• **SOURCE PASSAGE**

===============

In some CSIT runs I see messages such as "The prevLogIndex 10 was
found in the log but the term -1 is not equal to the append entries
prevLogTerm 2" which results in the Follower sending an unsuccessful
reply indicating it's out-of-sync. This causes the Leader to try to
catch it up.
However in the test cases, the Follower isn't actually
out-of-sync but rather it gets behind enough (the test issues 1000
txns per second per node) such that the leader re-sends AppendEntries
with log entries it already sent. When the Follower eventually receives
the first AppendEntries, it appends the entries and may do a "fake"
snapshot, ie trim the in-memory journal list and advance the snapshot
index. If so, when the duplicate AppendEntries is received, the leader's
previous log index is no longer in the Follower's journal log.
In Follower.isOutOfSync, isLogEntryPresent returns true b/c the leader's
previous index is included in the last snapshot even though it was trimmed
from the journal log. However, getLogEntryTerm returns -1 b/c it
checks if the index is in the journal log or equal to the snapshot
index, ie it doesn't take into account that the index may be in the
last snapshot. This is inconsistent with the first check and results in
the Follower reporting that it's out-of-sync when it really isnt.
I've also seen a negative result of this on the Leader side when a Follower
reports it's out-of-sync - the Follower's last log index is in the snapshot
but getLogEntryTerm returns -1 causing the Leader to take the last resort,
inefficient path of decrementing the Follower's next index in order to
catch it up.
Therefore I changed these 2 cases to also check if the index is in the snapshot
and, if so, use the snapshot term.
Change-Id: I4331d8fee85789a7004a692abb1b9c629eecd570
Signed-off-by: Tom Pantelis <tompantelis@gmail.com>
Signed-off-by: Robert Varga <robert.varga@pantheon.tech>
(cherry picked from commit
c77c163d54872612b47f0f2550931fa408ed596b)
@Override
public boolean isInSnapshot(long logEntryIndex) {
- return logEntryIndex <= snapshotIndex && snapshotIndex != -1;
+ return logEntryIndex >= 0 && logEntryIndex <= snapshotIndex && snapshotIndex != -1;
}
@Override
followerLogInformation.setRaftVersion(appendEntriesReply.getRaftVersion());
long followerLastLogIndex = appendEntriesReply.getLogLastIndex();
- long followersLastLogTermInLeadersLog = getLogEntryTerm(followerLastLogIndex);
boolean updated = false;
if (appendEntriesReply.getLogLastIndex() > context.getReplicatedLog().lastIndex()) {
// The follower's log is actually ahead of the leader's log. Normally this doesn't happen
// However in this case the log terms won't match and the logs will conflict - this is handled
// elsewhere.

===============

• **PROVIDED INFORMATION**
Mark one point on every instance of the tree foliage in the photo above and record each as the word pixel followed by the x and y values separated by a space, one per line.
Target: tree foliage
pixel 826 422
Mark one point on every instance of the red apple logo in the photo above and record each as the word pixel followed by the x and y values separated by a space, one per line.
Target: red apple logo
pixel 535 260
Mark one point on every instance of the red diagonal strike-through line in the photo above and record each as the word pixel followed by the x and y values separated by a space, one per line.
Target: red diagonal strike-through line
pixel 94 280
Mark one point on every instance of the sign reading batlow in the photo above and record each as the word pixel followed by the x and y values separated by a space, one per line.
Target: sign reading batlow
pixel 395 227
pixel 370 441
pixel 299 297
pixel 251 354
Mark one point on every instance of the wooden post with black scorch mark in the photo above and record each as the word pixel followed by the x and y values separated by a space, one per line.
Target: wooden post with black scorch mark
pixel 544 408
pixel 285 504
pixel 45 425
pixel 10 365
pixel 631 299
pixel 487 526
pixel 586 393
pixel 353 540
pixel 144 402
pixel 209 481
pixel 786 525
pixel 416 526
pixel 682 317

===============

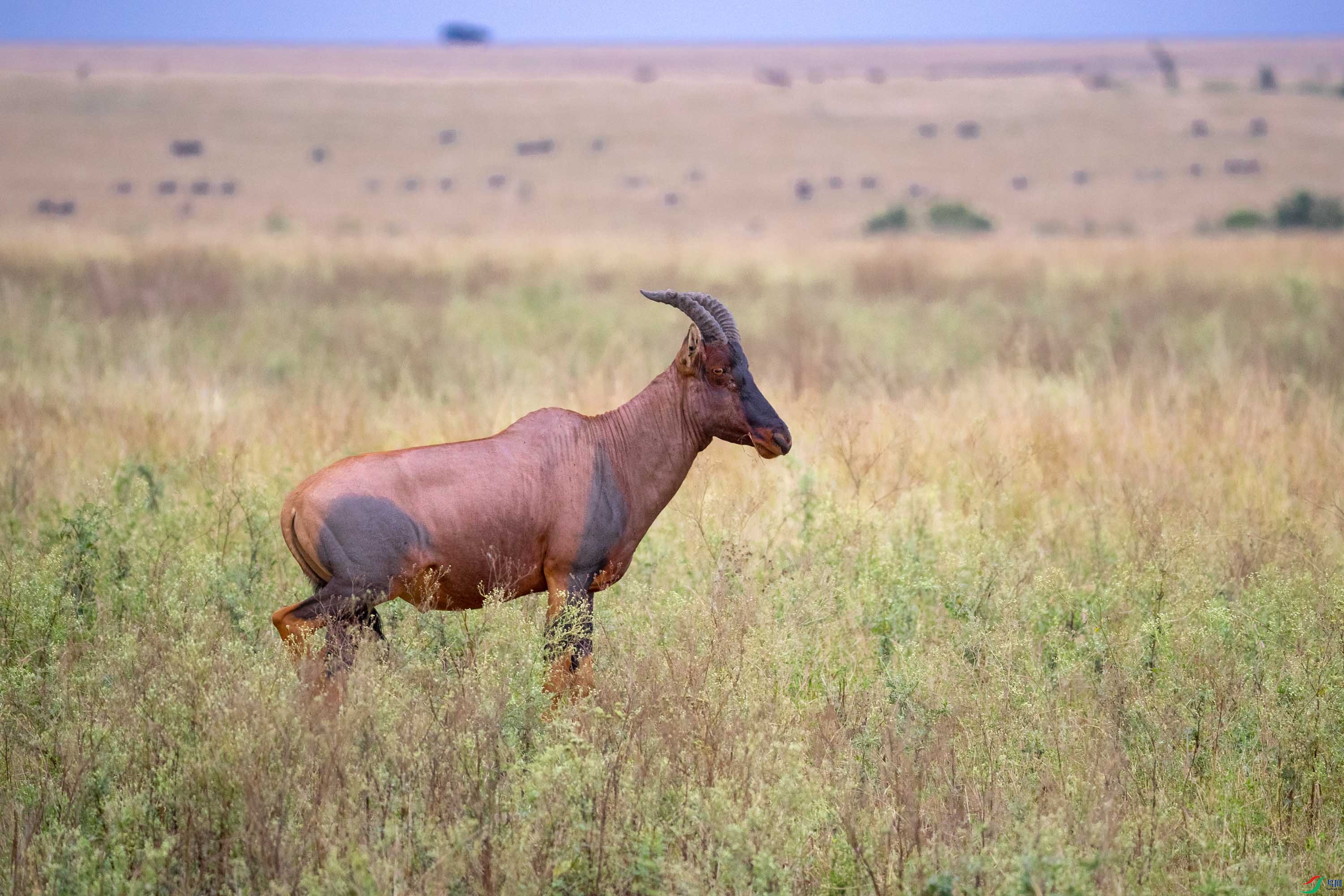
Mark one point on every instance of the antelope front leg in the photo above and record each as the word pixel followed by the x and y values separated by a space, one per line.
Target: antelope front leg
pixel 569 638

===============

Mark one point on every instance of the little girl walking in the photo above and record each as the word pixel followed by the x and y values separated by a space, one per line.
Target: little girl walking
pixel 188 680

===============

• **TASK LIST**
1. Summarize the commit message above in two sentences.
2. Reproduce the part of the commit message above starting at "I've also seen" and ending at "c77c163d54872612b47f0f2550931fa408ed596b)".

• **TASK SOLUTIONS**
1. When a Follower fell behind in CSIT runs and received a duplicate AppendEntries whose previous log index had already been trimmed into a snapshot, getLogEntryTerm returned -1 because it didn't check the last snapshot. As a result, the Follower wrongly reported being out-of-sync, and the Leader could take the inefficient path of decrementing the Follower's next index, so the change makes these 2 cases also check whether the index is in the snapshot and, if so, use the snapshot term.

2.
I've also seen a negative result of this on the Leader side when a Follower
reports it's out-of-sync - the Follower's last log index is in the snapshot
but getLogEntryTerm returns -1 causing the Leader to take the last resort,
inefficient path of decrementing the Follower's next index in order to
catch it up.
Therefore I changed these 2 cases to also check if the index is in the snapshot
and, if so, use the snapshot term.
Change-Id: I4331d8fee85789a7004a692abb1b9c629eecd570
Signed-off-by: Tom Pantelis <tompantelis@gmail.com>
Signed-off-by: Robert Varga <robert.varga@pantheon.tech>
(cherry picked from commit
c77c163d54872612b47f0f2550931fa408ed596b)